** Exercise **
Your task is to return the span of lines beginning at the one with "Where can the watch" and ending at the last line of the data, exactly as it stands.

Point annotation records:
####################

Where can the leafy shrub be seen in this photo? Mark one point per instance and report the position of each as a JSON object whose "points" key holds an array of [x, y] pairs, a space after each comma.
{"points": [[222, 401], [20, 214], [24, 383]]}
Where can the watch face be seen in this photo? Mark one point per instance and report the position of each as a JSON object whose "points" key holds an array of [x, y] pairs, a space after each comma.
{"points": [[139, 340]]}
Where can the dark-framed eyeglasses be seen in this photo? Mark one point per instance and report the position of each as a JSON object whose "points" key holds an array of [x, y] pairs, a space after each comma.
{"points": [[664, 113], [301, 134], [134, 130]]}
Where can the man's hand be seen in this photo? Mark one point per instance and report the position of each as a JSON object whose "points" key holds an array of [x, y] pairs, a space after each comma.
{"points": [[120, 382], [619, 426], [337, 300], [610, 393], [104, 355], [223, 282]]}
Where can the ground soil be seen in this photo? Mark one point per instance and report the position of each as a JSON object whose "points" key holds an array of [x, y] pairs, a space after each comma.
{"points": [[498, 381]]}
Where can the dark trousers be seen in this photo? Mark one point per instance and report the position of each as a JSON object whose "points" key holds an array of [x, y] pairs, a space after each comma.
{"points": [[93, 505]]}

####################

** Full output **
Where can the watch face be seen in this photo? Mark one point per instance and report the position of each as a JSON object whose "points" key holds an array of [x, y] pairs, a space after each comma.
{"points": [[139, 340]]}
Where can the dark-framed eyeglasses be seen in this photo? Mark one point per instance and report the position of each as a JSON object whose "points" key holds an array of [x, y] pairs, a space after each comma.
{"points": [[664, 113], [301, 134], [134, 130]]}
Where can the man's hand be seen in this photo? Mark one point per instance and report the position of each as a JSON object whose "points" key holds an array of [x, y] pairs, a space after each comma.
{"points": [[120, 382], [619, 426], [337, 300], [610, 393], [104, 355], [223, 282]]}
Where can the ground soil be seen in this photo? Mark one point per instance and report the position of each as a JSON object whose "points" key holds an array of [x, y] pairs, a space after each comma.
{"points": [[498, 381]]}
Where can the dark trousers be seen in this photo? Mark one point per instance and report the position of each as a JSON object whose "points" key holds an array of [x, y] pairs, a space after each comma.
{"points": [[93, 505]]}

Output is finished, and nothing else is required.